** START OF Passage shown **
The actual (real) fields:

\displaylines{\bar E(\bar r,t)=E_0 \cos (\bar k\cdot \bar r-\omega t+\delta ) \hat n\cr \bar B(\bar r,t)={1\over c} E_0 \cos (\bar k\cdot \bar r-\omega t+\delta ) (\hat k\times \hat n)\cr }

3.1.3 Energy and Momentum in Electromagnetic Waves

Se s. 380-382

3.2 Electromagnetic Waves in Matter

Se s. 382-386

3.3 Absorption and Dispersion

Afsnit 9.4.1 og 9.4.2, side 392-398.

Se s. 392-398

4. Potentials and Fields

4.1 The Potential Formulation

Afsnit 10.1 og 10.2.1, side 416-426.
** END OF Passage shown **
** START OF Provided information **
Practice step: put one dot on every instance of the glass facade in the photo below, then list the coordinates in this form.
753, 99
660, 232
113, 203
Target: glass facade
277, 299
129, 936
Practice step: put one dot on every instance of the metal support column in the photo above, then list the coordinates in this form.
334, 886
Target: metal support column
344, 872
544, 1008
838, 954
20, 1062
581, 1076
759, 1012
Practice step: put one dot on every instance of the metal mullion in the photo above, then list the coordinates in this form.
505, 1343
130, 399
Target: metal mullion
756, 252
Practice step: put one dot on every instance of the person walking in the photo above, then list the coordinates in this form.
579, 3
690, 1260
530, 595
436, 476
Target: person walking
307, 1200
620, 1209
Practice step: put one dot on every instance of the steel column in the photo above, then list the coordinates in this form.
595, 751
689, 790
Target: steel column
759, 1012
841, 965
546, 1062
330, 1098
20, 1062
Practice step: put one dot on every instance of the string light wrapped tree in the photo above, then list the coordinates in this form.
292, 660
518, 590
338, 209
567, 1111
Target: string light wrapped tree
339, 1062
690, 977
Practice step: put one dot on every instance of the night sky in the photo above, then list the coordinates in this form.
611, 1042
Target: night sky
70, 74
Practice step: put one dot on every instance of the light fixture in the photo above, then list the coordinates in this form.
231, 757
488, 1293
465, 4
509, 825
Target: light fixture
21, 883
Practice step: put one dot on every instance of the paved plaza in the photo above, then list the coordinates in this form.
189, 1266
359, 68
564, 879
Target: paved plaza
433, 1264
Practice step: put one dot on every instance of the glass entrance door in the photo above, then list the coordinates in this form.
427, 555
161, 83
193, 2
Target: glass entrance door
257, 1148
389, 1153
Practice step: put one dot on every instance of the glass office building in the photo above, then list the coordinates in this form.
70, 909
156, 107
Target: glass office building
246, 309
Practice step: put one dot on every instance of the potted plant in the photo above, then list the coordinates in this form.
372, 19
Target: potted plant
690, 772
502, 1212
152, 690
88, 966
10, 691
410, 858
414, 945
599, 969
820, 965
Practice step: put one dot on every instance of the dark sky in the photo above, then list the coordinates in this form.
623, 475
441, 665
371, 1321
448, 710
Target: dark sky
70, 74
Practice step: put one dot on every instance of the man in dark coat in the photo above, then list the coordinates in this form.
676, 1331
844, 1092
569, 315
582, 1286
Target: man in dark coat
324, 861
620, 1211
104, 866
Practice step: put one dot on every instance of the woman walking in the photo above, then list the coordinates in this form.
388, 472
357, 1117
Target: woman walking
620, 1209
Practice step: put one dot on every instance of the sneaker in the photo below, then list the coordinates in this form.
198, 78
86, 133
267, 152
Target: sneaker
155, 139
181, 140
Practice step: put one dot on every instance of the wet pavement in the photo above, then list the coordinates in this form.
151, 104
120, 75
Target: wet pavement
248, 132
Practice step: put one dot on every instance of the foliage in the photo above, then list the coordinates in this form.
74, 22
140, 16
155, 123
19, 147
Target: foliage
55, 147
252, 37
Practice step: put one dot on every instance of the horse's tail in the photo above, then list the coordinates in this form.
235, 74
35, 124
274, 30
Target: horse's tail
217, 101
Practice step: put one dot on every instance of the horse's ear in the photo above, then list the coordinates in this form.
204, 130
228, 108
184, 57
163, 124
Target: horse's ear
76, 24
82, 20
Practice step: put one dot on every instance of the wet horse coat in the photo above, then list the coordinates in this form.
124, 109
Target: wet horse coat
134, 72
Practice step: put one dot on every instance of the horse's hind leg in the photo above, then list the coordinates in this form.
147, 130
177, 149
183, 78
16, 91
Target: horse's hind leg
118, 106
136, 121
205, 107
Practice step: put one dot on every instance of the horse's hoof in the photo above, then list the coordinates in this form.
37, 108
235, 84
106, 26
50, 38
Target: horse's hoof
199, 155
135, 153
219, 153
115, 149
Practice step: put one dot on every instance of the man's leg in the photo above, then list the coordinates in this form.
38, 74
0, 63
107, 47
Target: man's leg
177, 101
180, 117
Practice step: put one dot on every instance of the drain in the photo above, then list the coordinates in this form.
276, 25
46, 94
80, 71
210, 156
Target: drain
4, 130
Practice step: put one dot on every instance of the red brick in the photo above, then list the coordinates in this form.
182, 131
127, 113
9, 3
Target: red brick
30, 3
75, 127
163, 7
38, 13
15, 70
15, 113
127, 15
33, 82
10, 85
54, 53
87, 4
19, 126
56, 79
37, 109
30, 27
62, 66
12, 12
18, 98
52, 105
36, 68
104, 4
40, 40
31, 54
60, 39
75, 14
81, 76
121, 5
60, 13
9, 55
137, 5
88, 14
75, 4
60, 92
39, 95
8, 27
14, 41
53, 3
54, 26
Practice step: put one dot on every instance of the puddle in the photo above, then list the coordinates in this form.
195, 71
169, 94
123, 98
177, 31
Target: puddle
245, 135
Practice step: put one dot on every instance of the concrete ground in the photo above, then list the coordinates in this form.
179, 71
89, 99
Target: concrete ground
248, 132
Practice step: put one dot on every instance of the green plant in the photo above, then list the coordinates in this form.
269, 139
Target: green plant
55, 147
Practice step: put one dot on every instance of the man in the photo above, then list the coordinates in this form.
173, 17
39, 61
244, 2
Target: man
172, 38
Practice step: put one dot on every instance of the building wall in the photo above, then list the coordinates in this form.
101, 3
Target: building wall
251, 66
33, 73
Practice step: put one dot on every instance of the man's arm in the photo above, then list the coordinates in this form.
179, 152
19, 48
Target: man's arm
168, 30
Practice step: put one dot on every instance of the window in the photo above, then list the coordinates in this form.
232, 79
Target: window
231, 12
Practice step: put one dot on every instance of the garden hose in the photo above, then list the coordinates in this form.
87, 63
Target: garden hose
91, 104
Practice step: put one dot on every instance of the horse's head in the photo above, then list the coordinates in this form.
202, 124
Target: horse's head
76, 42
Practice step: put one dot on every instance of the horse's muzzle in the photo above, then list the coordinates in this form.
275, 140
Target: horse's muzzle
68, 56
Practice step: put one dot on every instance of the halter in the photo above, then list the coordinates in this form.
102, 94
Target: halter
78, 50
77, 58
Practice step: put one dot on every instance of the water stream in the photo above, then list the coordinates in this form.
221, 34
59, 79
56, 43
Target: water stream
** END OF Provided information **
◆ Things to do ◆
(1) Answer each question from the outline.
(a) Which pages are given for section 3.2, "Electromagnetic Waves in Matter"?
(b) Which sections are listed for "Absorption and Dispersion"?
(c) What is the title of section 4.1?
(2) Copy the part of the outline starting with "3.3 Absorption and" and going on through "10.2.1, side 416-426.", renaming "Absorption" to "Attenuation".
The records aren't needed for this work.

◆ In response ◆
(1)
(a) Pages 382-386.
(b) Sections 9.4.1 and 9.4.2.
(c) The Potential Formulation.

(2)
3.3 Attenuation and Dispersion

Afsnit 9.4.1 og 9.4.2, side 392-398.

Se s. 392-398

4. Potentials and Fields

4.1 The Potential Formulation

Afsnit 10.1 og 10.2.1, side 416-426.